> **Reading text**:
A Synopsis of the Side Effects of Psychotherapy – What Should Clinicians Know?

Posted on July 24, 2017

Psychological interventions are evidence based first line treatments for many psychiatric disorders with evidence that therapy can alleviate mental distress and enhance wellbeing. In conditions such as depression and anxiety, the beneficial effects of psychotherapy are often comparable with evidence-based pharmacotherapy options in terms of symptom reduction and protection against relapse.

At first pass it might appear bizarre to question whether psychotherapy could be harmful or have substantive side effects, with Nutt & Sharpe observing that there is an assumption……that as psychotherapy is only talking……no possible harm could ensue. [1] (Berk & Parker)

While discussion about side effects, risks and benefits are an important part of psychotropic medication prescribing, the same cannot be said for psychological treatments. All pharmacological medications come with relevant or absolute contraindications, and yet the common assumption is that talking therapies are risk-free or come with little risk at all.

Most psychotherapy clinical trials concentrate on observing clinical efficacy based on that study’s predetermined diagnostic criteria.  It is important to recognise that psychotherapy is not free from side effects with a range of potentially negative patient outcomes in the context of treatment [1].

Referring expression data
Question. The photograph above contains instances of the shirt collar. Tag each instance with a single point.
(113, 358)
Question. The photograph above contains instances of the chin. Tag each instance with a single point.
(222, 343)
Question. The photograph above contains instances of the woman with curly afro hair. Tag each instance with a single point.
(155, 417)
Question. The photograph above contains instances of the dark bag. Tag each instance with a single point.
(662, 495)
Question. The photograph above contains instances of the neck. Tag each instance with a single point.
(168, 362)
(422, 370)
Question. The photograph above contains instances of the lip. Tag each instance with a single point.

> **Apply what you read**:
[1] In the psychotherapy side-effects text, which two conditions are named as ones where the benefits of psychotherapy are often comparable with evidence-based pharmacotherapy?
[2] Print the passage of the psychotherapy side-effects text starting at "Posted on July" and ending at "(Berk & Parker)".

> **Answers by item**:
[1] Depression and anxiety.

[2]
Posted on July 24, 2017

Psychological interventions are evidence based first line treatments for many psychiatric disorders with evidence that therapy can alleviate mental distress and enhance wellbeing. In conditions such as depression and anxiety, the beneficial effects of psychotherapy are often comparable with evidence-based pharmacotherapy options in terms of symptom reduction and protection against relapse.

At first pass it might appear bizarre to question whether psychotherapy could be harmful or have substantive side effects, with Nutt & Sharpe observing that there is an assumption……that as psychotherapy is only talking……no possible harm could ensue. [1] (Berk & Parker)